Passage:

Just noticed that our nightly SCIM sync job is hitting the rate limiter harder than expected. We’re provisioning ~5k users from Okta to Genesys Cloud using the PUT /api/v2/scim/v2/Users/{id} endpoint. The job runs on a single-threaded worker to keep ordering predictable, but we’re seeing a spike in 429 Too Many Requests responses around the 200th request.
The docs mention rate limiting but don’t give a clear algorithm for backoff when using the REST API directly Genesys Docs. I’m trying to implement a standard exponential backoff with jitter in Python using requests, but the Retry-After header isn’t always present in the 429 response, or it’s zero.
Here is my current retry logic:
import requests
import time
import random
def update_user_with_backoff(url, headers, data, max_retries=5):
for attempt in range(max_retries):
response = requests.put(url, headers=headers, json=data)
if response.status_code == 200:
return response.json()
elif response.status_code == 429:
retry_after = response.headers.get('Retry-After', 0)
wait_time = float(retry_after) if retry_after > 0 else (2 ** attempt) + random.uniform(0, 1)
print(f"Rate limited. Waiting {wait_time}s...")
time.sleep(wait_time)
else:
response.raise_for_status()
raise Exception("Max retries exceeded")
Is there a specific Retry-After value I should expect, or should I be parsing a custom header? Also, is there a better pattern for bulk updates than sequential PUTs? I want to avoid getting our OAuth client throttled globally.

Recorded data:

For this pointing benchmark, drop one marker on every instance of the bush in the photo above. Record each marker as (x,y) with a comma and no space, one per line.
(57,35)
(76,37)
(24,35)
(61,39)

Problems to solve:
(A) In the post on the SCIM sync job, around which request do the 429 Too Many Requests responses start to spike?
(B) Reproduce the post on the SCIM sync job between "Is there a specific" and "client throttled globally.", inclusive.

Solved tasks:
(A) Around the 200th request.

(B)
Is there a specific Retry-After value I should expect, or should I be parsing a custom header? Also, is there a better pattern for bulk updates than sequential PUTs? I want to avoid getting our OAuth client throttled globally.